#### PROBLEM DETAILS:
Put the lines below, from the one containing "Indicate the snow-covered" through the last line, into a numbered list, and leave out any blank lines.
-- Begin ITEMS --
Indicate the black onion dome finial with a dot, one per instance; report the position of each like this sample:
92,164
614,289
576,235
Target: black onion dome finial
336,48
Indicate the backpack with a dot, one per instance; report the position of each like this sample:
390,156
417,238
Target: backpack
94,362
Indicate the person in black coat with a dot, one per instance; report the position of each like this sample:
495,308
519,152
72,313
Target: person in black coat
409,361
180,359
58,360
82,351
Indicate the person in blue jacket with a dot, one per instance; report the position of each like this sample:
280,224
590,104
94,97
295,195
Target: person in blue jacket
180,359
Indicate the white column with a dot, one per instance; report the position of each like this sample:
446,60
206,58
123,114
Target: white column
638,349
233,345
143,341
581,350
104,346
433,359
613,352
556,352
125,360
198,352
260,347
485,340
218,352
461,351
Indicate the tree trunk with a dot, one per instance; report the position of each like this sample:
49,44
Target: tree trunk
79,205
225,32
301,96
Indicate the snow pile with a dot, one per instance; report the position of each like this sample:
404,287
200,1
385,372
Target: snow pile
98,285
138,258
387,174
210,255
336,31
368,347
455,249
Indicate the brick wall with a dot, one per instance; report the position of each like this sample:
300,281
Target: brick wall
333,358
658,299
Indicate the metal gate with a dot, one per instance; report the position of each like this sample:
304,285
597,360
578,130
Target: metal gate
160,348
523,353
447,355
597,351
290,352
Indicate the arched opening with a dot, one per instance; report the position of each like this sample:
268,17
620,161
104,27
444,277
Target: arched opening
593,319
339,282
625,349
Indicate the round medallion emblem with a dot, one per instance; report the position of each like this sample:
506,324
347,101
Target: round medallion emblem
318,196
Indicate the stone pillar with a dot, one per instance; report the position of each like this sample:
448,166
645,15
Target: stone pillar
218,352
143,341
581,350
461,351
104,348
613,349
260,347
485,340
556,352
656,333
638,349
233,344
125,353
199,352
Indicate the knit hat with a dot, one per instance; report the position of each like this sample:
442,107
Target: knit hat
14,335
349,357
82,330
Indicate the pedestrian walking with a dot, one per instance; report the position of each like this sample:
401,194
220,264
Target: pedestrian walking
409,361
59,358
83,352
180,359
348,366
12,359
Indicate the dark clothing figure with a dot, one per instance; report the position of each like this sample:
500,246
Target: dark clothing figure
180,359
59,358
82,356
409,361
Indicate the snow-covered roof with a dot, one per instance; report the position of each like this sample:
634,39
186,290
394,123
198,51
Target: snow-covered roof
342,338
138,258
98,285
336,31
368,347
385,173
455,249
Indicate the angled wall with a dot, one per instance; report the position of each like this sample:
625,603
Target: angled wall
-- End ITEMS --
#### SOLUTION:
1. Indicate the snow-covered roof with a dot, one per instance; report the position of each like this sample:
2. 634,39
3. 186,290
4. 394,123
5. 198,51
6. Target: snow-covered roof
7. 342,338
8. 138,258
9. 98,285
10. 336,31
11. 368,347
12. 385,173
13. 455,249
14. Indicate the angled wall with a dot, one per instance; report the position of each like this sample:
15. 625,603
16. Target: angled wall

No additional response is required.